(Collected data entries)
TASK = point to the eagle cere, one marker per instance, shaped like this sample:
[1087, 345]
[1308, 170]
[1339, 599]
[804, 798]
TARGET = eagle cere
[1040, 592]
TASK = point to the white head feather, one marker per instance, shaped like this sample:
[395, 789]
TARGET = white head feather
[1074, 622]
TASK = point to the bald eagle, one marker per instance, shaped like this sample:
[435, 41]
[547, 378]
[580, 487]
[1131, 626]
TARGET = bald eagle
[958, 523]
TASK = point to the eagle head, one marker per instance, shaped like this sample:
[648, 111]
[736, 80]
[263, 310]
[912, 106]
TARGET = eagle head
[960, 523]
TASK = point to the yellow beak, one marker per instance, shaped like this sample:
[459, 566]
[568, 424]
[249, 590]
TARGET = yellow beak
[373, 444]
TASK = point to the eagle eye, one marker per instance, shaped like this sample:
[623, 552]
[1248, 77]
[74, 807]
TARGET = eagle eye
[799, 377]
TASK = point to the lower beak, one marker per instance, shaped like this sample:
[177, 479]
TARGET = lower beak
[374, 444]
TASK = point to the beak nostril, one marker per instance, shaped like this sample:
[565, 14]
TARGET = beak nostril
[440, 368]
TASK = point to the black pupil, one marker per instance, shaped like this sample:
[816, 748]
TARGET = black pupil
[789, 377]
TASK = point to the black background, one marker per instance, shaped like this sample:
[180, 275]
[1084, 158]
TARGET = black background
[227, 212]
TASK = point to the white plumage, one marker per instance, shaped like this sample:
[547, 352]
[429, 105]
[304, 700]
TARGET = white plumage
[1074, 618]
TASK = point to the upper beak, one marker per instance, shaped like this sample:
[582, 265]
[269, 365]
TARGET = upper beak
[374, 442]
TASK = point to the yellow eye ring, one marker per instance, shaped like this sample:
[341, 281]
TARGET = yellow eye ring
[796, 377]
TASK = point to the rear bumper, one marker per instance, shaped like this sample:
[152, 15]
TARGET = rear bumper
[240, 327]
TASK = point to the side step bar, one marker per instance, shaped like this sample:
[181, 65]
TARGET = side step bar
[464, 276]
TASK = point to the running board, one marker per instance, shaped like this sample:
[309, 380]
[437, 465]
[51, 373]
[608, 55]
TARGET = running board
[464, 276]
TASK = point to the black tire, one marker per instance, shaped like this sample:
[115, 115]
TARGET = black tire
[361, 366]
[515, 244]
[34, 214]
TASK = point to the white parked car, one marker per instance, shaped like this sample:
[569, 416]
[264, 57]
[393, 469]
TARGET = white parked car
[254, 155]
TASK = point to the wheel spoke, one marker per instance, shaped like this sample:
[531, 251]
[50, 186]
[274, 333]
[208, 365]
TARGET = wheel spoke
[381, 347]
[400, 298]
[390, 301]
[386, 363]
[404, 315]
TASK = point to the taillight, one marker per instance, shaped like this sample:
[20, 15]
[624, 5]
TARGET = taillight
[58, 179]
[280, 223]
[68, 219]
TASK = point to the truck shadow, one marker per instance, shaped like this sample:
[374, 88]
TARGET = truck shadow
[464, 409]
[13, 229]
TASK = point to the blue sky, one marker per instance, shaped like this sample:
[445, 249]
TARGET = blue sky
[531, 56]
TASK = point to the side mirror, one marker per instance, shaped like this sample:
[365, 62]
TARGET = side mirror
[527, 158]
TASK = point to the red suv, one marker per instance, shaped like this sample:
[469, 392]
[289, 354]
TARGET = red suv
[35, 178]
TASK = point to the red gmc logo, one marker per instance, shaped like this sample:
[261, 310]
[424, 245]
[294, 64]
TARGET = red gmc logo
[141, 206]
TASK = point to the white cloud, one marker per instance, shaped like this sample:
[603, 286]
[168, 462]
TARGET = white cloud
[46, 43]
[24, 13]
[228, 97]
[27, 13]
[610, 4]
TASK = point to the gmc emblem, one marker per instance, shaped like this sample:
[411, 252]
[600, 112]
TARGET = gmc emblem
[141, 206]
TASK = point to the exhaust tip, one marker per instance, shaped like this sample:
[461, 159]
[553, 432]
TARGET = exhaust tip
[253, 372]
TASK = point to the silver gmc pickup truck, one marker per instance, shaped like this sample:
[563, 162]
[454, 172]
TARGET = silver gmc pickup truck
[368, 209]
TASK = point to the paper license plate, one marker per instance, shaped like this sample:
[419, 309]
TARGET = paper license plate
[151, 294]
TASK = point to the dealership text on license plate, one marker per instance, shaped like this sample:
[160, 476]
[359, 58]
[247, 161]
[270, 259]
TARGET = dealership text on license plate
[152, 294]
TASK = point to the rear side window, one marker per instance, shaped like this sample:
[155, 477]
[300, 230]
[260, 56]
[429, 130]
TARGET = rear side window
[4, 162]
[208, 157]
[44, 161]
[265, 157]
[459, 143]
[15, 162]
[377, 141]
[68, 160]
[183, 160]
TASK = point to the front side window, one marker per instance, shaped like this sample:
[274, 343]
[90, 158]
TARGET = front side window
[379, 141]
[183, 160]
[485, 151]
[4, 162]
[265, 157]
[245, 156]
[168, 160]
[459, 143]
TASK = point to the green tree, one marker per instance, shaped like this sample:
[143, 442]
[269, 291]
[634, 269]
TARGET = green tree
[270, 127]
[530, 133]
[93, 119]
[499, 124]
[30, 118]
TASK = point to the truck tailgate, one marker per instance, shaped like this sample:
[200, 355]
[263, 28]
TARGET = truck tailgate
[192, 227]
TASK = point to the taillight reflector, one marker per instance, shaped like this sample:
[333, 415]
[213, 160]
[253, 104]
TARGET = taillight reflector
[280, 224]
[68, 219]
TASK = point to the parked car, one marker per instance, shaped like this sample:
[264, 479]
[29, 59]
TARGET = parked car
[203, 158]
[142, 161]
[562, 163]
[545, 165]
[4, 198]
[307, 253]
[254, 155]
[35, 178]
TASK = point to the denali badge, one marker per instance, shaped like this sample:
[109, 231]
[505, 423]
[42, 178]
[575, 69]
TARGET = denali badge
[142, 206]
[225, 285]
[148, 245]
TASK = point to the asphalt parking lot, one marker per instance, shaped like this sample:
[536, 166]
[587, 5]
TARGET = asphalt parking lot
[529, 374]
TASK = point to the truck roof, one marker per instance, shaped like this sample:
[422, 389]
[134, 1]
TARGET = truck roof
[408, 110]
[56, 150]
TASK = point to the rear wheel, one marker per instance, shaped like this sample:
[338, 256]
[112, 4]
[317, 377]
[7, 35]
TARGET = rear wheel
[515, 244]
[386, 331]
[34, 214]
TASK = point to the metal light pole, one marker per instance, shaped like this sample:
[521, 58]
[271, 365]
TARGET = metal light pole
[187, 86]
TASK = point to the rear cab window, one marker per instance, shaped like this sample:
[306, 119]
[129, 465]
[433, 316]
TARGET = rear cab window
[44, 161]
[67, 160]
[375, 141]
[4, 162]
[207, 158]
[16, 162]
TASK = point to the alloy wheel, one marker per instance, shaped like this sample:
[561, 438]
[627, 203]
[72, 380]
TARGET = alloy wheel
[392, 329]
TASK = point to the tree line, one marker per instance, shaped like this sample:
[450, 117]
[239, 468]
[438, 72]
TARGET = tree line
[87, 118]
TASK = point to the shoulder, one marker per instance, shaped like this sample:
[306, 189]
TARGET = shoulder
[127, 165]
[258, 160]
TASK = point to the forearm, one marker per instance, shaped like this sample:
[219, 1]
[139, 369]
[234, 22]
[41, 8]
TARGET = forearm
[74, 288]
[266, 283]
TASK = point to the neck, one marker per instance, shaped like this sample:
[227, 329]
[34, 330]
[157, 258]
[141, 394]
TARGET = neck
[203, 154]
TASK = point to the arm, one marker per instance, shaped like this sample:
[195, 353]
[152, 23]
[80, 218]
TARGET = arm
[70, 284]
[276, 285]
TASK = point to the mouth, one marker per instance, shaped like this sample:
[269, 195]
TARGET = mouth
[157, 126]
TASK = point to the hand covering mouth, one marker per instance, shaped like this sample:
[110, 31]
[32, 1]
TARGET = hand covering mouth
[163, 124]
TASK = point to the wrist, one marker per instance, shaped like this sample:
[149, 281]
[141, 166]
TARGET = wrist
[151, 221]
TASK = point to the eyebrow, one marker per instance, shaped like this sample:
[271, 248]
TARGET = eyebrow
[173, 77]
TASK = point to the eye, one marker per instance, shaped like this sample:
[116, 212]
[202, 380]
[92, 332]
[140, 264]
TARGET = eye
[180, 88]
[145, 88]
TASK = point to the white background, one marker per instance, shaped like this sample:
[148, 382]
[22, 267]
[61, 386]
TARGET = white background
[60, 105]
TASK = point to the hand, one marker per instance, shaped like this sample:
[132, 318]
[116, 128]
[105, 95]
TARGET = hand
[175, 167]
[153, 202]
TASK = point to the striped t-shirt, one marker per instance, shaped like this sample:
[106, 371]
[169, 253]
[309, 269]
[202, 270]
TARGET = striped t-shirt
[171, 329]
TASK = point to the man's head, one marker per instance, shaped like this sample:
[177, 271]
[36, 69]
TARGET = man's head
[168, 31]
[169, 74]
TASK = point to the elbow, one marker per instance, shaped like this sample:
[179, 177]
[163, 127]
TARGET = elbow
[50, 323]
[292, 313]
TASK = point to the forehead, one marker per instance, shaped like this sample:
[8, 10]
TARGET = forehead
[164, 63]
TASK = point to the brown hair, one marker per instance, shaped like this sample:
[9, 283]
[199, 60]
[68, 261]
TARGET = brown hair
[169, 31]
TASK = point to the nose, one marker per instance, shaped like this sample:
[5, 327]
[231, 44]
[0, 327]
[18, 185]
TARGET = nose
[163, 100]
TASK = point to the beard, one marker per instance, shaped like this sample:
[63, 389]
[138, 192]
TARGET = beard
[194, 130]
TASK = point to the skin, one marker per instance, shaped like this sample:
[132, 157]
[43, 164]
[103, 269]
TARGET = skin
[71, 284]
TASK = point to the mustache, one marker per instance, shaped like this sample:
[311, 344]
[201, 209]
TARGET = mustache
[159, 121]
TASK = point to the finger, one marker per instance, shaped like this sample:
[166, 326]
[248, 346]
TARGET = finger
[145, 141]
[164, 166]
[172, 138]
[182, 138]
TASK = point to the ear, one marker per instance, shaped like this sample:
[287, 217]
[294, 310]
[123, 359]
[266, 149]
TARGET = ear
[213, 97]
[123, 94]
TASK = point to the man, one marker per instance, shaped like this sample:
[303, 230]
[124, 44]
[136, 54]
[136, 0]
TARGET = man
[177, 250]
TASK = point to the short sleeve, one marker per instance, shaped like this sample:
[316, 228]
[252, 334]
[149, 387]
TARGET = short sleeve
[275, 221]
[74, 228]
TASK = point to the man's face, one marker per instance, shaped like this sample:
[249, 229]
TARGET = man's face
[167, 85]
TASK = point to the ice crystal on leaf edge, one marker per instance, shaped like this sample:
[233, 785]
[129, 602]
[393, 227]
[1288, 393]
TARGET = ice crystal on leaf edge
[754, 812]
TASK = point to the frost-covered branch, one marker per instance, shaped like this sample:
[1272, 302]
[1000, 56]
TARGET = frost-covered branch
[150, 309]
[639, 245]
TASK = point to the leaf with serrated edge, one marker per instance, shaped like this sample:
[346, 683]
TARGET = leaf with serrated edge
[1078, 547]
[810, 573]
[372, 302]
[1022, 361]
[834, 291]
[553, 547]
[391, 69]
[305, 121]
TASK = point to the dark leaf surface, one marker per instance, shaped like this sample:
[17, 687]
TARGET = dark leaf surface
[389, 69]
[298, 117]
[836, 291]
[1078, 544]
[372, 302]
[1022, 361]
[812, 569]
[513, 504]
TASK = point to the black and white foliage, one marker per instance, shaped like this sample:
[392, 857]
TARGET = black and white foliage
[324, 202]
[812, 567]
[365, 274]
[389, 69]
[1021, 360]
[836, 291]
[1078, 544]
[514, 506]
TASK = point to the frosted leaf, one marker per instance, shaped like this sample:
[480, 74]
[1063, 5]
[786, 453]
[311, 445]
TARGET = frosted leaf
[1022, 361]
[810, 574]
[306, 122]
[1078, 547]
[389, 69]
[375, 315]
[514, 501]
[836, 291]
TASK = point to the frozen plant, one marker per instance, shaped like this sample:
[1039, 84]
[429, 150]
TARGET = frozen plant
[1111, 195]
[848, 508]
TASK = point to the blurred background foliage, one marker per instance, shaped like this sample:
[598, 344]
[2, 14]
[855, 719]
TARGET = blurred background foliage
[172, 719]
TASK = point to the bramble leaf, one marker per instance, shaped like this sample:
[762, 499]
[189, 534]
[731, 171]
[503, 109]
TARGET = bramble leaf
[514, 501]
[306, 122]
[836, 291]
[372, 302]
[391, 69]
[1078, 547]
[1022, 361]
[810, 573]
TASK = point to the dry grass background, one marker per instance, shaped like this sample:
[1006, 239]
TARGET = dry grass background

Exercise brief:
Give again the lines from the line holding "TASK = point to the frosted" through the close of the listing, both included, exactly as written and with nothing else.

Reply to the task:
TASK = point to the frosted leaf, one marker per instance, shaped like this sample:
[480, 74]
[1063, 5]
[786, 453]
[311, 445]
TARGET = frosted leaf
[1022, 361]
[810, 574]
[306, 122]
[1078, 547]
[389, 69]
[375, 315]
[514, 501]
[836, 291]
TASK = point to the frozen plant, one marker per instance, shaped like this sample:
[1039, 84]
[429, 150]
TARGET = frozen plant
[1111, 195]
[848, 508]
TASK = point to the blurred background foliage, one marker per instance, shaped like this sample:
[598, 344]
[2, 14]
[855, 719]
TARGET = blurred background foliage
[172, 719]
TASK = point to the bramble leaf, one marker per instance, shaped like this sample:
[762, 499]
[189, 534]
[731, 171]
[503, 109]
TARGET = bramble leaf
[514, 501]
[306, 122]
[836, 291]
[372, 302]
[391, 69]
[1078, 547]
[1022, 361]
[810, 573]
TASK = point to the dry grass background, one marker per instance, shaped like this sample:
[1006, 239]
TARGET = dry grass background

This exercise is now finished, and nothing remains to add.